[Pythonmac-SIG] [ann] appscript 0.4.0 released
has
hengist.podd at virgin.net
Fri Feb 13 15:46:48 EST 2004
Michael Hudson wrote:
> >>1) override the bitwise operators
> >
> > items.test((its.size > 12) & (its.color == [0,0,0])) # items whose
>> size > 12 and color = {0,0,0}
>
>This kind of thing is I'm not a big fan of operator overloading, in
>general.
Heh, I'm not a big fan of operators; know what you mean though.
Reason I'm trying it here is that a conventional method call-based
approach soon becomes unreadable when constructing an expression of
any complexity; for example:
items.test(its.size.greaterthan(12).AND(its.color.equals([0,0,0])))
versus:
items.test(its.size > 12 and its.color == [0,0,0])
> > and not:
>>
> > ref.test(its.size > 12 & its.color == [0,0,0])
>>
>> which'll cause an error when Python tries to evaluate '12 & its.color'
>> instead of '<object> & <object>'.
>
>Huh?
Python's evaluation order is to do the bitwise AND before the
comparison tests, so it sees:
its.size > 12 & its.color == [0,0,0]
as:
its.size > (12 & its.color) == [0,0,0]
instead of:
(its.size > 12) & (its.color == [0,0,0])
which is what I want it to do.
> > ref.test(
>> (its.size > 12) & (its.color == [0,0,0])
>> )
>>
>> ref.test(
>> (its.size > 12).AND(its.color == [0,0,0])
>> )

### Work instructions
**1.** Please rewrite everything in the appscript post from "Heh, I'm not" down to "12 & its.color == [0,0,0])", swapping "unreadable" for "hard to read".
**2.** Write the next part of the appscript post, picking up after its last line.
The material after this point comes from a separate source.

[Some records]
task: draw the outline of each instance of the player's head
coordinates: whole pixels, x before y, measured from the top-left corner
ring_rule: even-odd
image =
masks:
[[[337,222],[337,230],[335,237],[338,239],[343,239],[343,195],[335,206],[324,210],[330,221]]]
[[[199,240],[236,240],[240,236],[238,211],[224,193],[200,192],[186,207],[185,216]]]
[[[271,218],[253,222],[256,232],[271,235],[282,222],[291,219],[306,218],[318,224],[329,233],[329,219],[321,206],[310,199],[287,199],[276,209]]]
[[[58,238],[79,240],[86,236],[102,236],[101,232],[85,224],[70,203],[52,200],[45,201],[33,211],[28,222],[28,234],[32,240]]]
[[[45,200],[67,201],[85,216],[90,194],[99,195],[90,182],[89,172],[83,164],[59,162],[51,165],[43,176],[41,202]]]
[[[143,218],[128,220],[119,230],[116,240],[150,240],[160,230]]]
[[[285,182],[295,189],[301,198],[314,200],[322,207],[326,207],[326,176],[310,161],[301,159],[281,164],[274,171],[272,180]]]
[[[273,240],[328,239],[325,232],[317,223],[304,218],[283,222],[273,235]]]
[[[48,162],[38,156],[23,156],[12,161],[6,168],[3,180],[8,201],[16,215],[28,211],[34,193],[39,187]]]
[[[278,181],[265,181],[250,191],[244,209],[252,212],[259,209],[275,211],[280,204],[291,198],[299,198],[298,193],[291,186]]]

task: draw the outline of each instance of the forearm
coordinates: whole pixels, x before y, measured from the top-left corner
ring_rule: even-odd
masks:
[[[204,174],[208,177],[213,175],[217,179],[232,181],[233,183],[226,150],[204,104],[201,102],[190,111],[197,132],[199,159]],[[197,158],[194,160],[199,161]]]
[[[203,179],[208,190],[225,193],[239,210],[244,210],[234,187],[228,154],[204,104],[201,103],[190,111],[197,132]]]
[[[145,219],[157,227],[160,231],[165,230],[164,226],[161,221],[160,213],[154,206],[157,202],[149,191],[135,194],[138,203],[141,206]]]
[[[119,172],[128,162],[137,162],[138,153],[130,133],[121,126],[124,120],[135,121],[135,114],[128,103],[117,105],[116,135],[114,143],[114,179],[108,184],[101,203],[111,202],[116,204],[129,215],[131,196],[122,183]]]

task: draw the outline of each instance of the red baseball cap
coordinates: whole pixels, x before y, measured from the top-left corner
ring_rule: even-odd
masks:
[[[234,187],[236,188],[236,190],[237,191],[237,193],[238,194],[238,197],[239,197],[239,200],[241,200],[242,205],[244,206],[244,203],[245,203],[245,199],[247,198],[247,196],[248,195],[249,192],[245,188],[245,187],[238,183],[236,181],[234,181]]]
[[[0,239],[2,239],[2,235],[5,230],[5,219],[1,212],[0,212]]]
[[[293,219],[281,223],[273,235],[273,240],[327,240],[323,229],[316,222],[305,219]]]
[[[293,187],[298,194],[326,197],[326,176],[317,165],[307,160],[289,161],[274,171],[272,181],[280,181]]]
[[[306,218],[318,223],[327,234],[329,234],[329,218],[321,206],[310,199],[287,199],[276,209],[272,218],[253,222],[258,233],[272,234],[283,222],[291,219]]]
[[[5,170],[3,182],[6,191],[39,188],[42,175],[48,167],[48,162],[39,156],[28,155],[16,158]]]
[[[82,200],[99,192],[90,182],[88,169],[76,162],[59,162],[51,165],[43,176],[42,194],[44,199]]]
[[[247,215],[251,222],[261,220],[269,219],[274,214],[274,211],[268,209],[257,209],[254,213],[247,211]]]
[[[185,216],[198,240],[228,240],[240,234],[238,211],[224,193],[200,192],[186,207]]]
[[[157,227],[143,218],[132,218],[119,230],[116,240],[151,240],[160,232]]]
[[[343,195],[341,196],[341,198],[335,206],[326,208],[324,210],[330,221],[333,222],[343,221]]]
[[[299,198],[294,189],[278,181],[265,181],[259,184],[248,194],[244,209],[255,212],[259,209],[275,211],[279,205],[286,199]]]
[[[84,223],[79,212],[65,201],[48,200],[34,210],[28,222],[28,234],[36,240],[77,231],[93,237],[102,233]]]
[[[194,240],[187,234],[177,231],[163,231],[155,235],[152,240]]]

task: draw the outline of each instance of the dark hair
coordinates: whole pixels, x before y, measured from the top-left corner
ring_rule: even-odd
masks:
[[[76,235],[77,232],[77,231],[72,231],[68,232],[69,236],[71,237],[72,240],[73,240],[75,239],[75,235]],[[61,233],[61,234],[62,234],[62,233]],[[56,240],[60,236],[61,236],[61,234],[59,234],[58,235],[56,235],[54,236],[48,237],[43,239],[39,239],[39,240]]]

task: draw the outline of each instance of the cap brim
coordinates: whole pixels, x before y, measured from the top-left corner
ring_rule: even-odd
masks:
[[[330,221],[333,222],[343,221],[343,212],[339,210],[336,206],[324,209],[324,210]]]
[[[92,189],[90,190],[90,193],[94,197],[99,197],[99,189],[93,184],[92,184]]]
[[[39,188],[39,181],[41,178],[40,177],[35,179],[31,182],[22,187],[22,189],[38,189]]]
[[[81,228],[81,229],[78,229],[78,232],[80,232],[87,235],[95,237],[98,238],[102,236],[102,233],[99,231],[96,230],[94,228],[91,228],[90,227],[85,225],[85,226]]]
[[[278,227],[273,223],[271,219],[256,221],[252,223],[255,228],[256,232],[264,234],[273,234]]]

--

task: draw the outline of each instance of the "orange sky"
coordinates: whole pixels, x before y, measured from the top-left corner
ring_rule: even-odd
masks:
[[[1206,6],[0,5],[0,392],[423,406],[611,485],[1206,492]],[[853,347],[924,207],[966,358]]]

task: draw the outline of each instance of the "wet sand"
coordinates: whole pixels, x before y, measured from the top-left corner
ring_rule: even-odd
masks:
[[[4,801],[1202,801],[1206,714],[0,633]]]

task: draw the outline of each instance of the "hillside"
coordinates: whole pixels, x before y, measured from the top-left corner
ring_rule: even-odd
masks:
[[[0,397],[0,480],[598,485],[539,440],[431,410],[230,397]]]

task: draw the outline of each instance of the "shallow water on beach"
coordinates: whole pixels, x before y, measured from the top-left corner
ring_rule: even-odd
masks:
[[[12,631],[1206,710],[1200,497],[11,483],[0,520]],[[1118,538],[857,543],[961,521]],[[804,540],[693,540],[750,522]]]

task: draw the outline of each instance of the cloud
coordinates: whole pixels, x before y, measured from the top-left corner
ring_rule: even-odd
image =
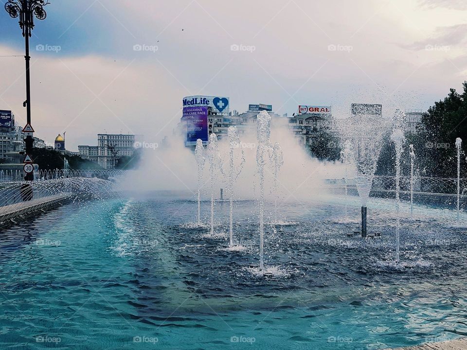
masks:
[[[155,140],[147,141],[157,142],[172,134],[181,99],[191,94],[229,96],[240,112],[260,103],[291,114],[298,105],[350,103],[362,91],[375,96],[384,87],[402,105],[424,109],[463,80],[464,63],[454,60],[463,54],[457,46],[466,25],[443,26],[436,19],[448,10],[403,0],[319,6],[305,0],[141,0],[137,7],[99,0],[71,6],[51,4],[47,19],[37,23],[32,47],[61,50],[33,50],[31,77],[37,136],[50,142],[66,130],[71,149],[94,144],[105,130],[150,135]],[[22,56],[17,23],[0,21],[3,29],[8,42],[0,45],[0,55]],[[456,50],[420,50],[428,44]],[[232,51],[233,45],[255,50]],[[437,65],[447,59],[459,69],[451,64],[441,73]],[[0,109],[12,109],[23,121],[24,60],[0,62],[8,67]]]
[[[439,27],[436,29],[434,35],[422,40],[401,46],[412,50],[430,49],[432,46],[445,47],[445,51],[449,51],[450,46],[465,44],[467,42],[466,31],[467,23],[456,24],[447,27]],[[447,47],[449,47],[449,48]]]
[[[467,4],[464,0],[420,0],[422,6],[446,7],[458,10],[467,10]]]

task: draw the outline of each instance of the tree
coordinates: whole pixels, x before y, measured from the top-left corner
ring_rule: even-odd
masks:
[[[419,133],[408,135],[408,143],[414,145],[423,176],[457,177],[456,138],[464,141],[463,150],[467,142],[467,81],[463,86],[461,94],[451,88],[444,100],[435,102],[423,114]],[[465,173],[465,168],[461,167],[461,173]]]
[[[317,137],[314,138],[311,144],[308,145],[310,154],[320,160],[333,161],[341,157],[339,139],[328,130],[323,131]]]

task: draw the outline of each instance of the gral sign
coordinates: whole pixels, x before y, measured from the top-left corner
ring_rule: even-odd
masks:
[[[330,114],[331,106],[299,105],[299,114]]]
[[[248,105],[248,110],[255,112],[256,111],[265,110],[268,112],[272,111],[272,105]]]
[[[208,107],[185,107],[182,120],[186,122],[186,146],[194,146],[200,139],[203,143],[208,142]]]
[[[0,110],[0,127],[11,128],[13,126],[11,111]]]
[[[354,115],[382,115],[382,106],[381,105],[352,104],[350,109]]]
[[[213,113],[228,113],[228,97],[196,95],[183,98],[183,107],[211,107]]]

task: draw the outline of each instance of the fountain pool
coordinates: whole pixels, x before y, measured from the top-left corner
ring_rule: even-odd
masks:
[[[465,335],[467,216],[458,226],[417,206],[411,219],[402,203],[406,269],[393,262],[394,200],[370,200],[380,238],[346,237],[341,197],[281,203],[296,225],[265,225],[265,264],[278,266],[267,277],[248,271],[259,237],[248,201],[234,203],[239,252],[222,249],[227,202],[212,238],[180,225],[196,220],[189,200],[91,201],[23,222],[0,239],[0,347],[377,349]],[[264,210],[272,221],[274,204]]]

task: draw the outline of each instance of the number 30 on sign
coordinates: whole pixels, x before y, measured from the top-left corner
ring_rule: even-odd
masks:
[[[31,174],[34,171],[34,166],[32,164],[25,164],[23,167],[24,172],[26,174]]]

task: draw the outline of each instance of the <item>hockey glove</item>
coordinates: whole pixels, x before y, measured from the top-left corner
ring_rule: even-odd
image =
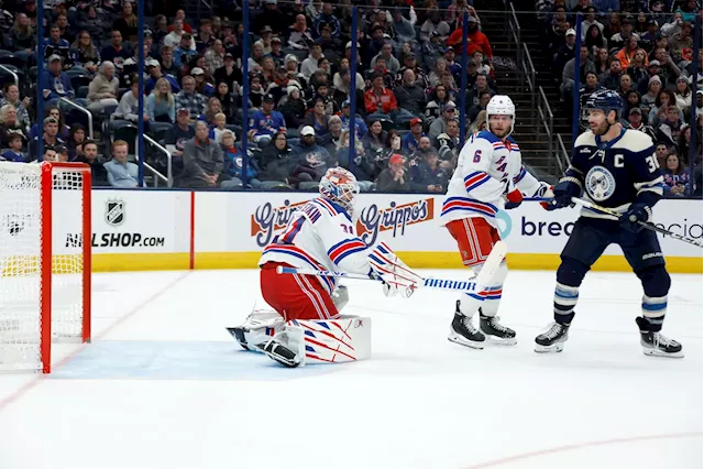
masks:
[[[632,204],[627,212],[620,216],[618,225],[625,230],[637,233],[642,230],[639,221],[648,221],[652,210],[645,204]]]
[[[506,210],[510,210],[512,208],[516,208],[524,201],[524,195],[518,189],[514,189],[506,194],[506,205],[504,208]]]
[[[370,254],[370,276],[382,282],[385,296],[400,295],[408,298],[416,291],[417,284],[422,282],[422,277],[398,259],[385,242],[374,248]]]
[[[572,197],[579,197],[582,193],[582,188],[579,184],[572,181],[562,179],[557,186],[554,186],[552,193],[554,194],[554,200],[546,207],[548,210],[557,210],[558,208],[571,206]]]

### Written answers
**1.**
Heh, I'm not a big fan of operators; know what you mean though.
Reason I'm trying it here is that a conventional method call-based
approach soon becomes hard to read when constructing an expression of
any complexity; for example:
items.test(its.size.greaterthan(12).AND(its.color.equals([0,0,0])))
versus:
items.test(its.size > 12 and its.color == [0,0,0])
> > and not:
>>
> > ref.test(its.size > 12 & its.color == [0,0,0])

**2.**
>>
> > ref.test(
>> AND(its.size > 12, its.color == [0,0,0])
> > )
>>
>
>I think I prefer something like 3), but admittedly, I haven't used
>that style for anything much...
Worth playing around with to see what feels best to you. e.g. The
third form should work quite well for users when there's only a
single logical test involved, but may not work so well for more
complex expressions, eg:
(its.size > 12 and its.color == [0,0,0]) or (its.length > 0 and
its.characters[1] != 'X') # ideal (true infix)
OR(AND(its.size > 12, its.color == [0,0,0]), AND(its.length > 0,
its.characters[1] != 'X')) # pseudo-prefix
(its.size > 12).AND(its.color == [0,0,0]).OR(its.length >
0).AND(its.characters[1] != 'X') # pseudo-infix
(Ech. Decisions, decisions... But hey; I'm just the bloke wot writes
it, youse all are the ones what gotta use it.;)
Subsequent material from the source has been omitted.